- **EXERCISE DIRECTIONS**
Looking at the records below, please work out how many lines contain the word "grass" and give the number alone.

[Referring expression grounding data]
↓↓↓
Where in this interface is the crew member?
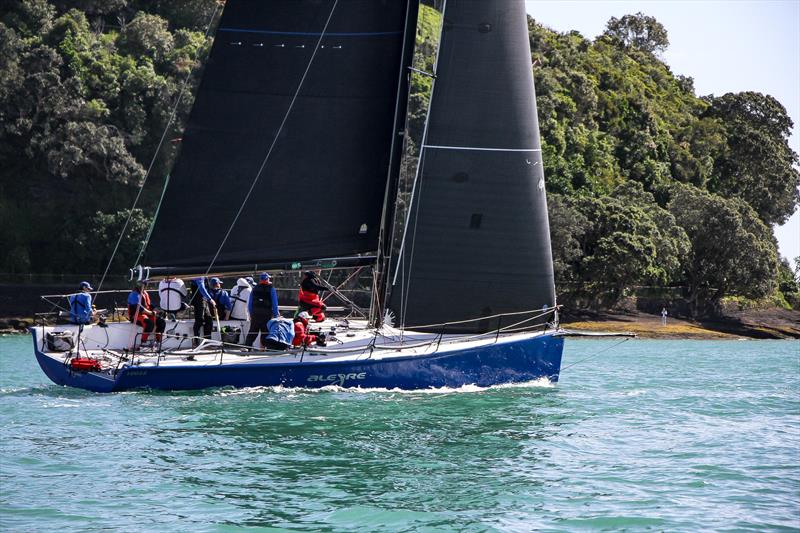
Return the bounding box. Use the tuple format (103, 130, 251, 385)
(209, 277, 232, 320)
(245, 272, 279, 347)
(158, 276, 187, 320)
(292, 311, 326, 347)
(229, 278, 252, 321)
(298, 271, 327, 322)
(68, 281, 96, 325)
(262, 317, 294, 350)
(189, 277, 215, 346)
(128, 281, 165, 345)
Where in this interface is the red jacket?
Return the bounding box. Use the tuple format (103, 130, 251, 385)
(292, 318, 316, 347)
(298, 289, 325, 310)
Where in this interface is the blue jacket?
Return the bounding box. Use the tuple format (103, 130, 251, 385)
(68, 292, 93, 324)
(210, 288, 232, 312)
(192, 278, 212, 301)
(264, 318, 294, 346)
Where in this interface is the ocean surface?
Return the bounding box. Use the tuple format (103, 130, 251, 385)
(1, 334, 798, 532)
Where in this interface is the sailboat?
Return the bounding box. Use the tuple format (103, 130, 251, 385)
(30, 0, 565, 392)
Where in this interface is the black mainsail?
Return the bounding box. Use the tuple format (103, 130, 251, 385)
(144, 0, 416, 273)
(386, 0, 556, 332)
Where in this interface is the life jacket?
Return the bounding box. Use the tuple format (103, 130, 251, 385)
(230, 279, 251, 320)
(250, 283, 274, 313)
(158, 279, 185, 312)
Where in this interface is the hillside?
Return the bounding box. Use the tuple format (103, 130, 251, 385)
(0, 1, 798, 319)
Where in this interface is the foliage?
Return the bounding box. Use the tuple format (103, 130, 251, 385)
(667, 184, 778, 315)
(602, 12, 670, 55)
(0, 0, 216, 274)
(550, 182, 689, 304)
(0, 2, 796, 320)
(704, 92, 800, 225)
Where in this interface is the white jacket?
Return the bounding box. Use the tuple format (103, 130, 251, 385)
(158, 278, 187, 312)
(229, 278, 252, 320)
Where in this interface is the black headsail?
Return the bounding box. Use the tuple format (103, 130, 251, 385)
(387, 0, 556, 332)
(143, 0, 416, 275)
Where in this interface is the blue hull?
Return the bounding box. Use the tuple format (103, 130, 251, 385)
(31, 330, 563, 393)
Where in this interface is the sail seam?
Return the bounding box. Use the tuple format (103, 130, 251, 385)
(219, 28, 401, 37)
(423, 145, 541, 152)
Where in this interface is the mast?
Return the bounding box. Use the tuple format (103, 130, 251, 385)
(371, 0, 421, 327)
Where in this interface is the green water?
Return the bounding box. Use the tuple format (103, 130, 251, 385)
(1, 335, 798, 532)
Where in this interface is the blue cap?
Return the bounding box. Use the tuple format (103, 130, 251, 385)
(210, 277, 222, 286)
(79, 281, 93, 291)
(259, 272, 271, 281)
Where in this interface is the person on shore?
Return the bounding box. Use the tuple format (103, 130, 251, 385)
(298, 271, 327, 322)
(189, 277, 215, 346)
(128, 281, 165, 345)
(229, 278, 252, 322)
(209, 277, 232, 320)
(158, 276, 187, 320)
(661, 307, 668, 326)
(68, 281, 96, 325)
(245, 272, 279, 347)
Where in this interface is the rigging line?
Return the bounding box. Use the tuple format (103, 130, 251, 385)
(559, 337, 632, 373)
(400, 163, 426, 328)
(204, 0, 340, 277)
(95, 2, 222, 292)
(372, 0, 416, 326)
(135, 173, 171, 268)
(391, 0, 448, 290)
(397, 0, 448, 329)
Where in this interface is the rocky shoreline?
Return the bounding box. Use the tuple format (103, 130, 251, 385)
(562, 308, 800, 340)
(5, 309, 798, 339)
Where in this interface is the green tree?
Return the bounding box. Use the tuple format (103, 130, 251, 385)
(704, 92, 800, 225)
(667, 184, 778, 315)
(602, 12, 669, 55)
(547, 194, 588, 285)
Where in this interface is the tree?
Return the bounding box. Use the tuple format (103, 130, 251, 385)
(704, 92, 800, 225)
(667, 184, 778, 316)
(602, 12, 669, 55)
(547, 194, 588, 284)
(561, 184, 689, 304)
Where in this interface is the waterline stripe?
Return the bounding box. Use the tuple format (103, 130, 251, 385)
(219, 28, 402, 37)
(423, 145, 541, 152)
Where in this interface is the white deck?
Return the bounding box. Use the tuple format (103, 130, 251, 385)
(33, 318, 553, 370)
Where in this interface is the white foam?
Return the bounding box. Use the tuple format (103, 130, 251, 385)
(210, 377, 554, 397)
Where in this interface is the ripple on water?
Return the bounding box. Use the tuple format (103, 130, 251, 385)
(1, 336, 798, 532)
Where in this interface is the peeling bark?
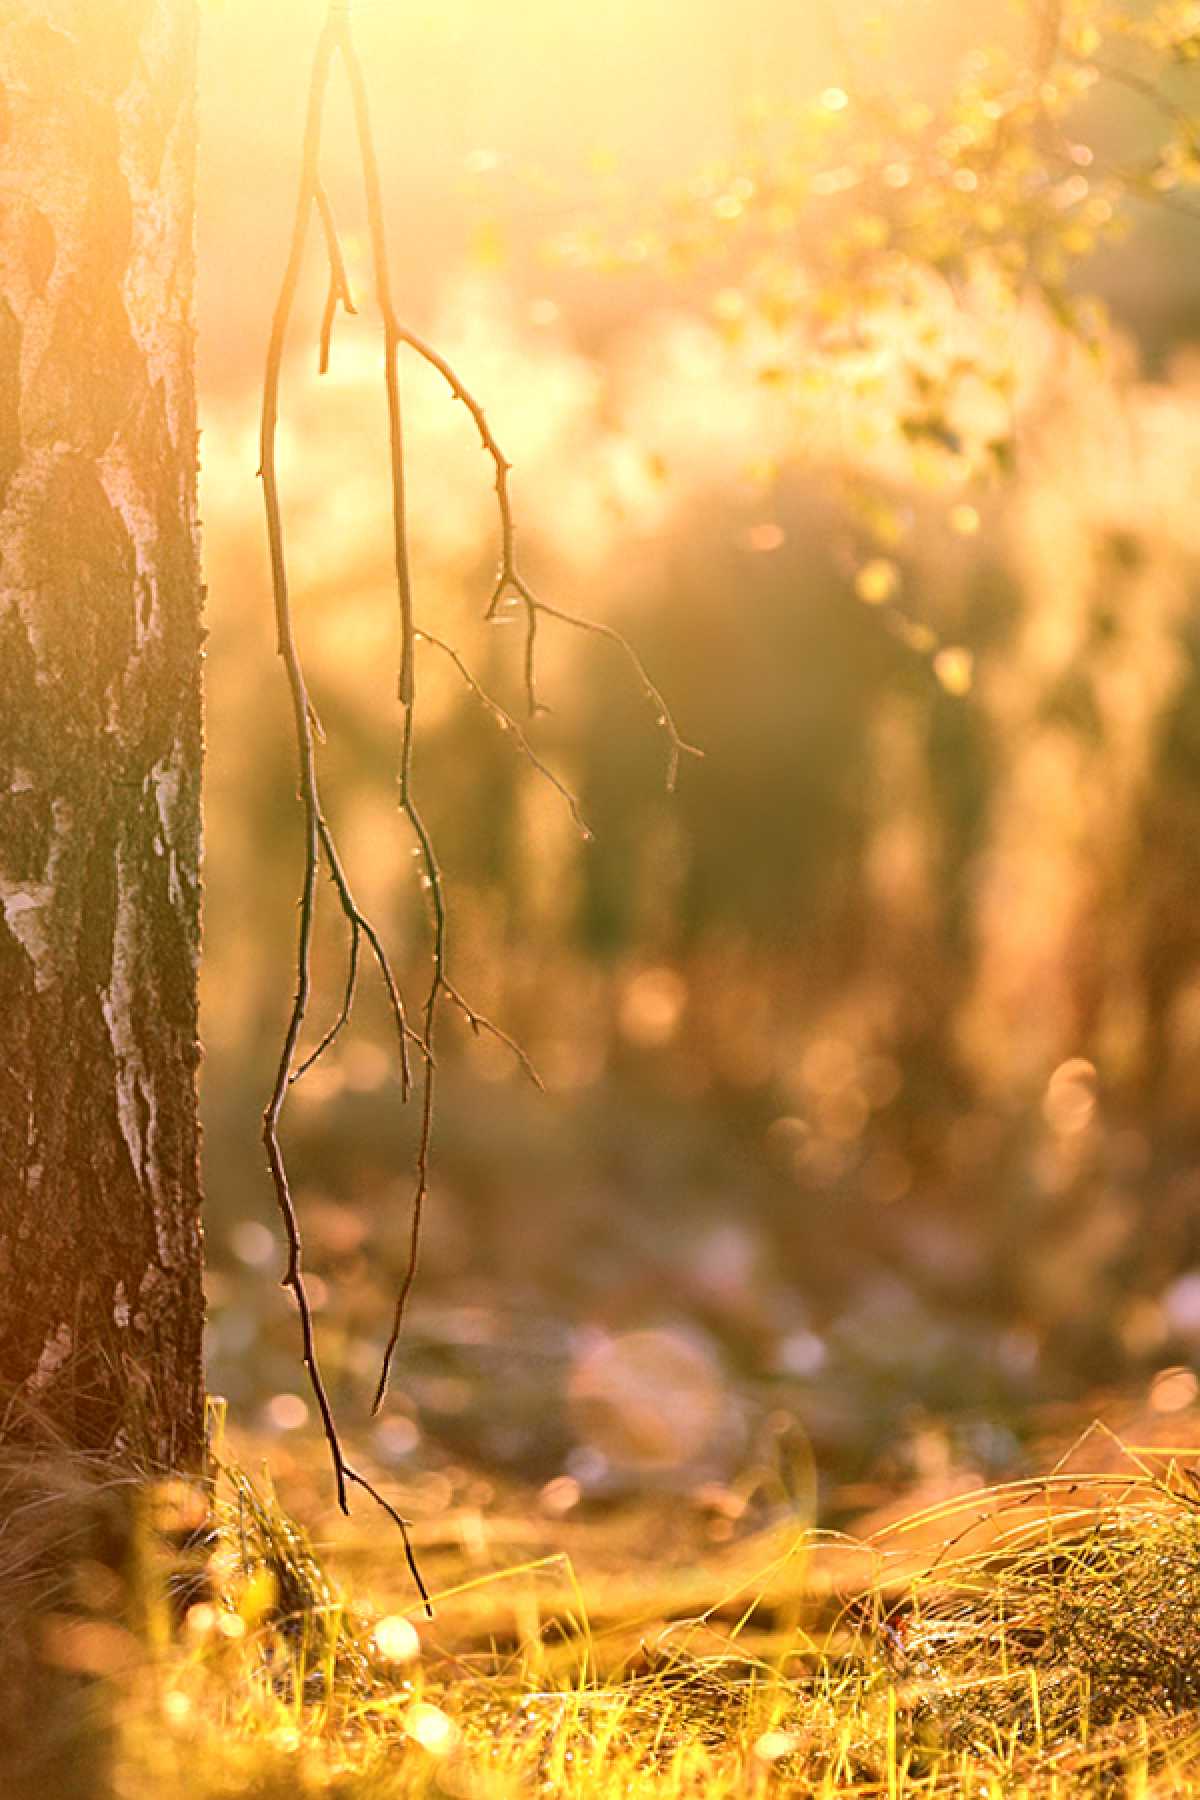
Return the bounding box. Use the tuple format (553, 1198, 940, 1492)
(0, 0, 204, 1468)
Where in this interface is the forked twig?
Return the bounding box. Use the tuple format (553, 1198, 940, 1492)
(315, 183, 357, 375)
(517, 593, 702, 794)
(415, 626, 593, 840)
(291, 817, 423, 1088)
(395, 323, 703, 784)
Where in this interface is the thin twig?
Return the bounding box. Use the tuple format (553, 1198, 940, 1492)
(260, 6, 348, 1513)
(336, 27, 417, 709)
(373, 710, 444, 1416)
(338, 12, 555, 1415)
(388, 326, 542, 707)
(268, 2, 695, 1446)
(291, 817, 423, 1088)
(522, 594, 703, 793)
(258, 5, 429, 1612)
(442, 978, 545, 1090)
(291, 894, 359, 1082)
(415, 626, 593, 840)
(336, 22, 449, 1417)
(396, 324, 701, 785)
(315, 182, 357, 374)
(343, 1466, 432, 1613)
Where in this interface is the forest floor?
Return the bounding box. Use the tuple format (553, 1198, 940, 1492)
(11, 1417, 1200, 1797)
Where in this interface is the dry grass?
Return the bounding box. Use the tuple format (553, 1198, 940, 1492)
(8, 1427, 1200, 1796)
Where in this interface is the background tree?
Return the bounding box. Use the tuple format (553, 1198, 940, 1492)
(192, 0, 1200, 1477)
(0, 0, 204, 1465)
(5, 0, 1200, 1485)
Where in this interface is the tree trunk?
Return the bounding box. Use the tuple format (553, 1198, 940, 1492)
(0, 0, 204, 1468)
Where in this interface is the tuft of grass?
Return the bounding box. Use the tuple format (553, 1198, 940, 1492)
(14, 1433, 1200, 1795)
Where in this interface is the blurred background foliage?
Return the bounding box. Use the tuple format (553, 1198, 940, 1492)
(195, 0, 1200, 1518)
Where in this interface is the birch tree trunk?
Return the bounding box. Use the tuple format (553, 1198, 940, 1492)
(0, 0, 205, 1468)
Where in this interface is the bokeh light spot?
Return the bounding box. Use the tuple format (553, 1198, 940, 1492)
(619, 967, 688, 1048)
(568, 1329, 724, 1470)
(932, 646, 974, 695)
(405, 1702, 457, 1754)
(1150, 1366, 1198, 1414)
(264, 1392, 310, 1432)
(855, 557, 899, 604)
(375, 1615, 421, 1664)
(1043, 1058, 1098, 1135)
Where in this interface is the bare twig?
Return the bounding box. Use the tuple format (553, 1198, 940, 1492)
(259, 7, 345, 1511)
(315, 183, 358, 374)
(387, 325, 543, 708)
(442, 978, 545, 1091)
(521, 594, 702, 793)
(415, 626, 593, 840)
(263, 1, 696, 1466)
(395, 324, 701, 785)
(371, 709, 444, 1416)
(258, 6, 429, 1613)
(335, 26, 417, 710)
(291, 818, 422, 1088)
(335, 18, 555, 1417)
(290, 891, 359, 1083)
(331, 22, 444, 1418)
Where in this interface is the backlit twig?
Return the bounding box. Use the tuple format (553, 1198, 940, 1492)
(258, 6, 428, 1614)
(415, 626, 594, 840)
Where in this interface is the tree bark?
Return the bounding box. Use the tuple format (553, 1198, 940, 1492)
(0, 0, 204, 1468)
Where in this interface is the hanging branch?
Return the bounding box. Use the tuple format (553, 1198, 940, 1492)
(393, 322, 703, 785)
(258, 8, 429, 1615)
(261, 1, 699, 1509)
(336, 20, 563, 1416)
(332, 28, 450, 1418)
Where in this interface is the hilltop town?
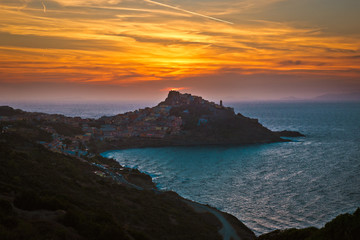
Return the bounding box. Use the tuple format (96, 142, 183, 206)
(98, 90, 236, 139)
(0, 91, 294, 156)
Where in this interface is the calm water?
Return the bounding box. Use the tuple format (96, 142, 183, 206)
(102, 102, 360, 235)
(1, 102, 151, 119)
(4, 101, 360, 235)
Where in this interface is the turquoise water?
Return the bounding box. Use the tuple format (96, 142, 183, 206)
(102, 102, 360, 235)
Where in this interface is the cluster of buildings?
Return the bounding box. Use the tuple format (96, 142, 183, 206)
(99, 104, 182, 140)
(38, 126, 90, 157)
(0, 102, 184, 157)
(95, 91, 234, 140)
(1, 91, 236, 157)
(0, 115, 26, 122)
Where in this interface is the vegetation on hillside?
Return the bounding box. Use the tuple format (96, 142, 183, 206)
(0, 129, 221, 240)
(258, 208, 360, 240)
(48, 122, 84, 137)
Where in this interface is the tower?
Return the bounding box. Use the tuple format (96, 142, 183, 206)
(220, 100, 223, 107)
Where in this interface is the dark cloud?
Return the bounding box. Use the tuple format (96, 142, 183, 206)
(278, 60, 328, 67)
(346, 55, 360, 59)
(279, 60, 304, 66)
(0, 31, 118, 51)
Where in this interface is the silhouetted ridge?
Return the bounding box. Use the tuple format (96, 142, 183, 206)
(0, 106, 23, 116)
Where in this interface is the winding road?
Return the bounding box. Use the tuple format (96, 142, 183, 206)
(184, 200, 241, 240)
(92, 162, 242, 240)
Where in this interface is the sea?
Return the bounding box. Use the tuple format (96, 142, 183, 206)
(4, 101, 360, 235)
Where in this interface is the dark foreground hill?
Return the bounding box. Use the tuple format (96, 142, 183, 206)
(0, 124, 256, 240)
(258, 208, 360, 240)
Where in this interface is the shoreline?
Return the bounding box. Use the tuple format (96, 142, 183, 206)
(99, 138, 307, 237)
(100, 148, 257, 240)
(92, 136, 290, 154)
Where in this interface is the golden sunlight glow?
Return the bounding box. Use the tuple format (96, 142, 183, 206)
(0, 0, 359, 89)
(161, 87, 189, 92)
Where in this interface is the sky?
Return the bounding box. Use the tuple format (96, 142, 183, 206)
(0, 0, 359, 102)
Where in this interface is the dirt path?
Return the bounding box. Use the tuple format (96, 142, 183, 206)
(184, 200, 241, 240)
(92, 162, 243, 240)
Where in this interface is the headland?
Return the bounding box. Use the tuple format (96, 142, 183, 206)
(1, 91, 302, 155)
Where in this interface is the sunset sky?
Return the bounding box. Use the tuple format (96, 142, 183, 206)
(1, 0, 359, 102)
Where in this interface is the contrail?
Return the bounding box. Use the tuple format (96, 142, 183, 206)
(42, 1, 46, 13)
(143, 0, 233, 24)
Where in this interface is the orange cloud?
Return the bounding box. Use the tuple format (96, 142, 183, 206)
↑↑↑
- **RESPONSE FOR THIS EXERCISE**
2